◆ Extrait à lire
◆ ◆ ◆ ◆ ◆ ◆ ◆

« De Profundis », Oscar Wilde, Théâtre l’Albatros, Festival Off Avignon 

De-Profundis-Oscar-Wilde © Philippe-Hanula

Lumineuse résilience

Par Florence Douroux
Les Trois Coups

D’une beauté fulgurante, « De Profundis » d’Oscar Wilde évoque l’amour et la trahison, la douleur et le pardon. Le récit d’une renaissance, merveilleusement interprété par Josselin Girard, dans une mise en scène signée Bruno Dairou. Une pépite de la compagnie des Perspectives.

Doucement, le comédien chante et caresse le visage dessiné sur une bâche immense tendue en front de scène. Un moment d’intériorité avant ce coup d’envoi, célèbrissime : « Cher Bosie ». Nous y voilà ! Ce qui va suivre est à la fois terrible et merveilleux.

De Profundis est la lettre prodigieuse d’un prisonnier hors du commun, enfermé pour deux ans de travaux forcés, dans l’Angleterre victorienne du XIXe siècle. Après la perte de son procès contre le père de son jeune amant Lord Alfred Douglas (surnommé « Bosie »), Oscar Wilde, alors en pleine gloire, voit sa vie basculer tragiquement dans l’infamie : il est condamné pour « grave immoralité ». Vers la fin de sa détention, il obtient l’autorisation d’écrire à Bosie, par lequel le malheur est arrivé.

Cette lettre, intitulée De Profundis est un manifeste de résilience, un merveilleux chant d’amour blessé : cruellement déçu par son amant, tant pendant les années communes que lors de sa détention, Oscar Wilde y évoque, dans une écriture somptueuse, les graves tourments de la désillusion. Il fallait, pour faire jaillir toute la beauté de ce texte-là, un comédien charismatique. « Lorsque j’ai rencontré Josselin Girard, il jouait un répertoire comique. Mais il y avait une tristesse dans son regard, comme une blessure. Je l’ai trouvé très wildien », explique Bruno Dairou, le metteur en scène.

◆ ◆ ◆ ◆ ◆ ◆ ◆

Éléments recensés dans un jeu de données
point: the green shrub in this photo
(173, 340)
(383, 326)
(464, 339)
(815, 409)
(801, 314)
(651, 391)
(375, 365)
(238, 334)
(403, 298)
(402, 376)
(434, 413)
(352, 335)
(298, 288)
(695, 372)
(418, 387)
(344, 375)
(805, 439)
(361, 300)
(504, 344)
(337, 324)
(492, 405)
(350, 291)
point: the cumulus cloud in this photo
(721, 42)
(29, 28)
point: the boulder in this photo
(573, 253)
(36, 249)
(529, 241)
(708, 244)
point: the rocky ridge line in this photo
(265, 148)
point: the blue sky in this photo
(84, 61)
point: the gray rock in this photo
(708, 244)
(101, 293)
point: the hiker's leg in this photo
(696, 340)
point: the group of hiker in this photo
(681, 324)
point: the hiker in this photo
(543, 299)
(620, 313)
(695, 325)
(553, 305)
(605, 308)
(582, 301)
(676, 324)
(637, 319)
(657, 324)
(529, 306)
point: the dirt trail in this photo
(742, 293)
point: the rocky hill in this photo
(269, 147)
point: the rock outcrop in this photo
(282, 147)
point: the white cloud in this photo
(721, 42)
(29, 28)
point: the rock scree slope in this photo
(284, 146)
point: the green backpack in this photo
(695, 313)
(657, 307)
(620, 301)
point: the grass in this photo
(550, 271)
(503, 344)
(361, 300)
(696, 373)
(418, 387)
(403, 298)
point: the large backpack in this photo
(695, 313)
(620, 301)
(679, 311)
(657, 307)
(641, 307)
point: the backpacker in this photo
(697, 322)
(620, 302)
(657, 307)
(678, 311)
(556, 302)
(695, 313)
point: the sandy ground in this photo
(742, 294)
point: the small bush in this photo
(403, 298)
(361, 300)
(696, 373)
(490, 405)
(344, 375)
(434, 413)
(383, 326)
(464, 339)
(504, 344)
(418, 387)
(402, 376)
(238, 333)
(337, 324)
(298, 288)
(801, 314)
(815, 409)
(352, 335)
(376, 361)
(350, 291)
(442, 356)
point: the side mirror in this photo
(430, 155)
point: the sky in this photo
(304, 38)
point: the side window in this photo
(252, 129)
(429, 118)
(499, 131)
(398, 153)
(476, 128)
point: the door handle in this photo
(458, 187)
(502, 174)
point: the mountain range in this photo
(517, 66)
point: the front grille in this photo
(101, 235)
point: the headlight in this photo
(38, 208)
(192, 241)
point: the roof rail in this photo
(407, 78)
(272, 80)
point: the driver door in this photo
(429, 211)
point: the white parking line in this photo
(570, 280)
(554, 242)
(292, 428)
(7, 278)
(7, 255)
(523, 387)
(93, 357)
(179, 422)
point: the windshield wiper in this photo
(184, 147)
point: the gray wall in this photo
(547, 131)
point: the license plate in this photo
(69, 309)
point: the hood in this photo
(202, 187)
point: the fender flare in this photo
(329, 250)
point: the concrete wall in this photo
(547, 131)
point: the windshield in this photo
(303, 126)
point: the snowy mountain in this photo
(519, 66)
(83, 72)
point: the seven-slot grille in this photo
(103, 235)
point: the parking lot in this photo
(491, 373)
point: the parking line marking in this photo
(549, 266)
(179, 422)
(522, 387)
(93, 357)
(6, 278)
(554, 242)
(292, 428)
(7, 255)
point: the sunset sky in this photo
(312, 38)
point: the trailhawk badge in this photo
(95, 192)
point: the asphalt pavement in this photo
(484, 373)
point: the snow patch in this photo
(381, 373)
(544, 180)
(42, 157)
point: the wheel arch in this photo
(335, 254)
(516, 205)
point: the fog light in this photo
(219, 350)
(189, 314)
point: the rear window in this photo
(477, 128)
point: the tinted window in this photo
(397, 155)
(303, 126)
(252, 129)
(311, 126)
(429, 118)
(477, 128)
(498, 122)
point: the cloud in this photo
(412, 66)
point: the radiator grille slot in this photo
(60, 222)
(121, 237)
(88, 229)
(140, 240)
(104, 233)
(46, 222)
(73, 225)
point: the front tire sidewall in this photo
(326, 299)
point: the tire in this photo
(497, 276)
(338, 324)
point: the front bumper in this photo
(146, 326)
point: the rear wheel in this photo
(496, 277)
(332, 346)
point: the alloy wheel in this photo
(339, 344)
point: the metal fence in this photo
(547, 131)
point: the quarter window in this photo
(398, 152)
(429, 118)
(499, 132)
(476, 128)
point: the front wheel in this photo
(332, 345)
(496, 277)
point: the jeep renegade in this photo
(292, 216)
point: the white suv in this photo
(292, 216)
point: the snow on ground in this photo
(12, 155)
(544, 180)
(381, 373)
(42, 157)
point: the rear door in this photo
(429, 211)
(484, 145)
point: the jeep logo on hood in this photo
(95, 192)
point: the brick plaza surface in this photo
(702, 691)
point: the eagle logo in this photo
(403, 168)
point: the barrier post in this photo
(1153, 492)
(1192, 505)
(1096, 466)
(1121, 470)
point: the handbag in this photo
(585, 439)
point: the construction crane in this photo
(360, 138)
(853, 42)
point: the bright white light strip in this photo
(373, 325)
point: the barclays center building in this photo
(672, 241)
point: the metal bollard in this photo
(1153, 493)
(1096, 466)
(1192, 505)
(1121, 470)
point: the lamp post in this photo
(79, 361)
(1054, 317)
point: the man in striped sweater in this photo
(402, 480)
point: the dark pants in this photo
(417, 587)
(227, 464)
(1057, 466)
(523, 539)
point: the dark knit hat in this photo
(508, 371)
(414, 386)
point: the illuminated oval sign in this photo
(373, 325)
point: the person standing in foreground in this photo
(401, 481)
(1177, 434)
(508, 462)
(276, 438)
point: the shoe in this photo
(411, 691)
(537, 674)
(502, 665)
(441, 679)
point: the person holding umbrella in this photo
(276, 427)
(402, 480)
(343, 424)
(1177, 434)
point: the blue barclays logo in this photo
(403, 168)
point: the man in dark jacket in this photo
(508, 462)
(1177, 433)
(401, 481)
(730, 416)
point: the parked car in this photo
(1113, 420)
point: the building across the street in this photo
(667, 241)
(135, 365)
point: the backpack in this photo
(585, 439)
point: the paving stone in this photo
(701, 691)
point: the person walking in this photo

◆ ◆ ◆ ◆ ◆ ◆ ◆

◆ Consignes de travail
#1 Relevez chaque ligne des données qui contient la chaîne « window ».
#2 Écrivez la suite de l'article sur De Profundis à partir de sa dernière phrase.
L'article sur De Profundis et les lignes de données sont deux documents indépendants.

◆ Corrigé des exercices
#1
point: the side window in this photo
point: the rear window in this photo
point: the tinted window in this photo
point: the quarter window in this photo

#2
Poète aux ailes brisées

Seul sur scène, avec trois fois rien, l’acteur, de sa voix vibrante, nous immerge dans ce cortège de déceptions. Le regard perdu dans le lointain est lourd d’amertume. « Je me blâme d’avoir permis qu’une amitié dont le but primitif ne fut pas la création et la contemplation de choses belles ait totalement dominé ma vie ».

De-Profundis-Oscar-Wilde © Philippe-Hanula
© Philippe Hanula

Écorché vif, encagé, enragé, Josselin Girard parle d’amour et de haine aveugle, de vanité et d’humilité, du vice suprême de « manque d’imagination », d’un silence « sans excuse, sans atténuation ». Son jeu puissant et plein révèle l’immense qualité littéraire du texte et l’intensité des sentiments contraires qui l’habitent. Ce spectacle-là a du poids. Le comédien réussit à refléter une ankylose de l’être et de son art : un poète aux ailes brisées.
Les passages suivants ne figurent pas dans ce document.